What this task involves: Search the data for "gray". Return each matching line.

Input for this task:
◆ ◆ ◆ ◆ ◆

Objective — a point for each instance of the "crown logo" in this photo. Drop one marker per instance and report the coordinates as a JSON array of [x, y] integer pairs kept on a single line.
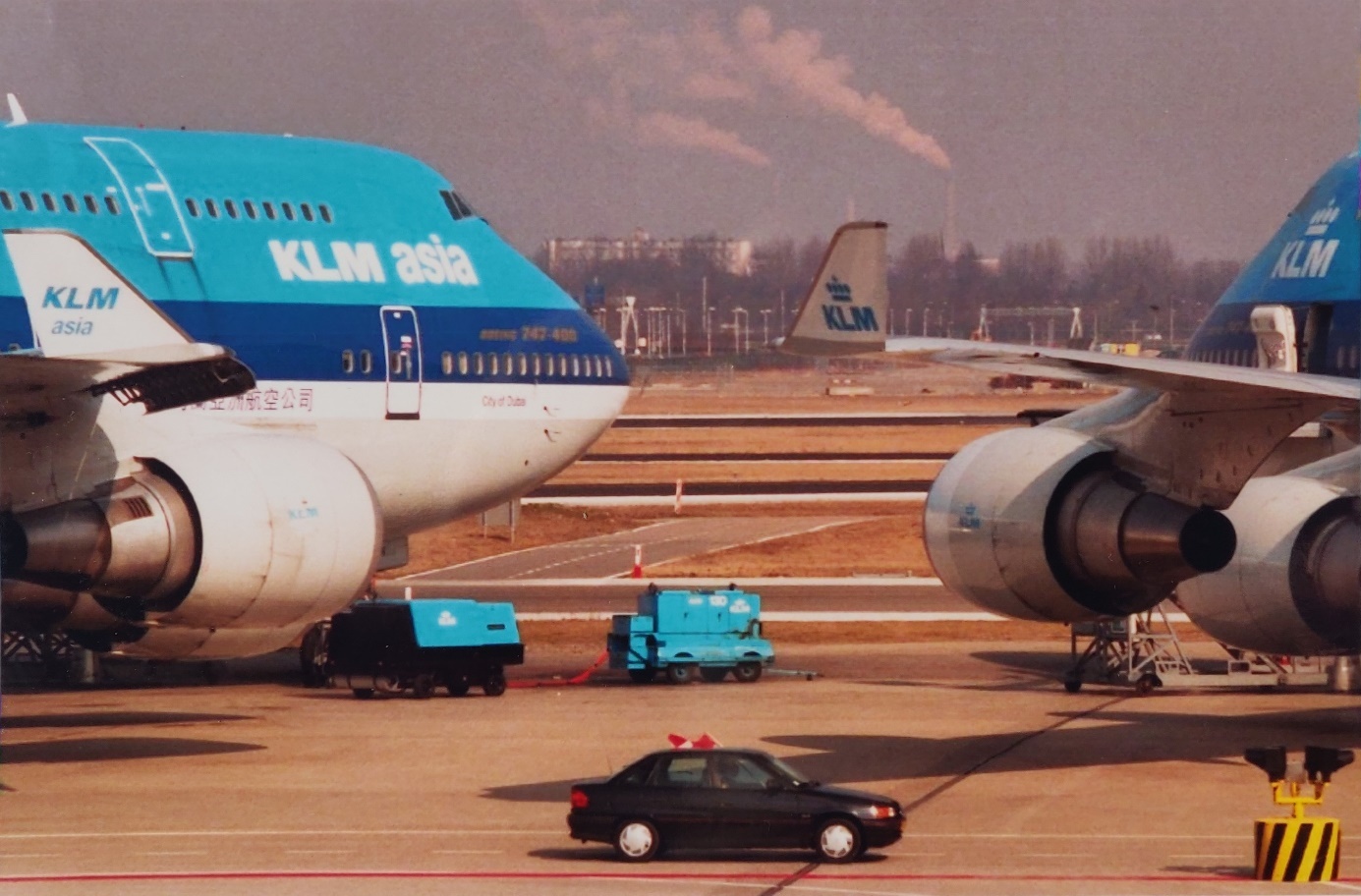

◆ ◆ ◆ ◆ ◆

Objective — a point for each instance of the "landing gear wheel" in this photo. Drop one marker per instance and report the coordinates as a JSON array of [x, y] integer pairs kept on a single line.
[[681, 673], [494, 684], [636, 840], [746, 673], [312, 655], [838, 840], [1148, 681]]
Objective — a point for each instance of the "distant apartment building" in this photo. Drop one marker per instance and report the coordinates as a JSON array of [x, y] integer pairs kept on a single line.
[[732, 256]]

◆ ◆ ◆ ◆ ◆

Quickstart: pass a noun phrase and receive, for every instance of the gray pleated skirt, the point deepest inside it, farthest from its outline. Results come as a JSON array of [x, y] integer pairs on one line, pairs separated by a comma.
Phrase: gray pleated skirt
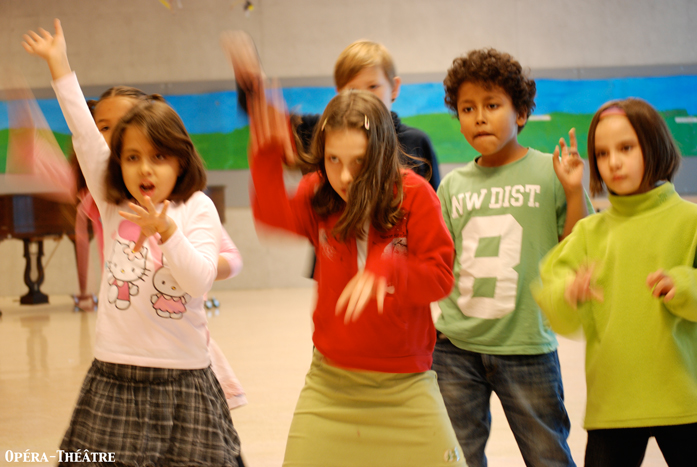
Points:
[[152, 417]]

◆ ◆ ◆ ◆ ◆

Your solution:
Quickstart: pass a noun phrase and receive, for every instance of the gray pleated skirt, the point deepest inside it, farthest from its outline. Results come as a JSON array of [x, y] integer pairs on one line, pairs separated by a comma.
Phrase: gray pleated skirt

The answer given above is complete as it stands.